▶ **WHAT YOU WILL DO**: Update the lines below by changing every "innermost point" to "center point", keeping everything else the same.

[Excerpt from a dataset]
--

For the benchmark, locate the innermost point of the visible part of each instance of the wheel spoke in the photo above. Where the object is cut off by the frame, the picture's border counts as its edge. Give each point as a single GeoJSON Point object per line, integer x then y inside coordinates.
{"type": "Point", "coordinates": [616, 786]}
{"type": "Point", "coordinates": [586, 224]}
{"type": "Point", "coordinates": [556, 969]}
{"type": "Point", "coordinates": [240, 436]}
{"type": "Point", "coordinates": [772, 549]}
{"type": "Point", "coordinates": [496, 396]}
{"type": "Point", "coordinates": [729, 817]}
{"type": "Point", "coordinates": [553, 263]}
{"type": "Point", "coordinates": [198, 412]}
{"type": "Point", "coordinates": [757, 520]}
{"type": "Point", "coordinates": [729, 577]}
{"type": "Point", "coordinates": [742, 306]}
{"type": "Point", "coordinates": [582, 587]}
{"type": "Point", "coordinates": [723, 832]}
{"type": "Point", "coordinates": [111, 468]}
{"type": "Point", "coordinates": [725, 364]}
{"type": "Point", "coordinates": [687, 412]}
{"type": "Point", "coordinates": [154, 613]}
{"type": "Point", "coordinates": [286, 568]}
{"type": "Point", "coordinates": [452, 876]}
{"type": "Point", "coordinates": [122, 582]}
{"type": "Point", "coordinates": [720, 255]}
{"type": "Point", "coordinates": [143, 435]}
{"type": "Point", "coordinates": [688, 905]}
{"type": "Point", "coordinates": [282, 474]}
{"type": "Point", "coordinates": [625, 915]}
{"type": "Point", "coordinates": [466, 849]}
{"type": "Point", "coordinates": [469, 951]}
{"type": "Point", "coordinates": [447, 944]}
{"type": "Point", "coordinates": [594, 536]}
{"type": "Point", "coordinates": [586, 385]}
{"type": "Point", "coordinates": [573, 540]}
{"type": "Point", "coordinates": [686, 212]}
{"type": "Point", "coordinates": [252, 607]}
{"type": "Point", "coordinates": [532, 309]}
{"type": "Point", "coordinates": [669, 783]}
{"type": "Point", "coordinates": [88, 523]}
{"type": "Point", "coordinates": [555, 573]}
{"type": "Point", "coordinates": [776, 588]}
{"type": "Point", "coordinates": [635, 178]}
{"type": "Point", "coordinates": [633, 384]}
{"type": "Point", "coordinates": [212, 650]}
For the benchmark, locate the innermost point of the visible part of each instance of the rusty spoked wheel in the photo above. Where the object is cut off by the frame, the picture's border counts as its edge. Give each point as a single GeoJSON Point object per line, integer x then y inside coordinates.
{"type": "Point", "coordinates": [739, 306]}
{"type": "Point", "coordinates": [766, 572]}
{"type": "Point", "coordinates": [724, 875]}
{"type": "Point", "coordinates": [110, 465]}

--

▶ **REPLY**:
For the benchmark, locate the center point of the visible part of each instance of the wheel spoke in the photo above. Where the object is cut off by the frame, the picture's border counts as its edge. Give each point as a single GeoJSON Point object per line, integer x then y inside coordinates.
{"type": "Point", "coordinates": [616, 786]}
{"type": "Point", "coordinates": [586, 224]}
{"type": "Point", "coordinates": [556, 969]}
{"type": "Point", "coordinates": [240, 436]}
{"type": "Point", "coordinates": [772, 549]}
{"type": "Point", "coordinates": [496, 396]}
{"type": "Point", "coordinates": [729, 817]}
{"type": "Point", "coordinates": [553, 263]}
{"type": "Point", "coordinates": [198, 412]}
{"type": "Point", "coordinates": [757, 520]}
{"type": "Point", "coordinates": [729, 577]}
{"type": "Point", "coordinates": [742, 306]}
{"type": "Point", "coordinates": [582, 587]}
{"type": "Point", "coordinates": [723, 832]}
{"type": "Point", "coordinates": [111, 468]}
{"type": "Point", "coordinates": [725, 364]}
{"type": "Point", "coordinates": [687, 412]}
{"type": "Point", "coordinates": [154, 613]}
{"type": "Point", "coordinates": [286, 568]}
{"type": "Point", "coordinates": [452, 876]}
{"type": "Point", "coordinates": [122, 582]}
{"type": "Point", "coordinates": [720, 255]}
{"type": "Point", "coordinates": [143, 435]}
{"type": "Point", "coordinates": [688, 905]}
{"type": "Point", "coordinates": [282, 474]}
{"type": "Point", "coordinates": [625, 915]}
{"type": "Point", "coordinates": [466, 849]}
{"type": "Point", "coordinates": [469, 951]}
{"type": "Point", "coordinates": [447, 944]}
{"type": "Point", "coordinates": [594, 536]}
{"type": "Point", "coordinates": [586, 385]}
{"type": "Point", "coordinates": [573, 540]}
{"type": "Point", "coordinates": [686, 212]}
{"type": "Point", "coordinates": [252, 607]}
{"type": "Point", "coordinates": [532, 309]}
{"type": "Point", "coordinates": [669, 783]}
{"type": "Point", "coordinates": [88, 523]}
{"type": "Point", "coordinates": [555, 573]}
{"type": "Point", "coordinates": [776, 588]}
{"type": "Point", "coordinates": [635, 178]}
{"type": "Point", "coordinates": [633, 384]}
{"type": "Point", "coordinates": [212, 650]}
For the benchmark, locate the center point of the visible part of each instance of the rusty spoked wheel in the photo above. Where the object is cut off by the frame, the picture's border counts as its edge. Give each point as a single GeoJSON Point object per line, integer x then y inside coordinates.
{"type": "Point", "coordinates": [739, 306]}
{"type": "Point", "coordinates": [766, 572]}
{"type": "Point", "coordinates": [724, 875]}
{"type": "Point", "coordinates": [110, 465]}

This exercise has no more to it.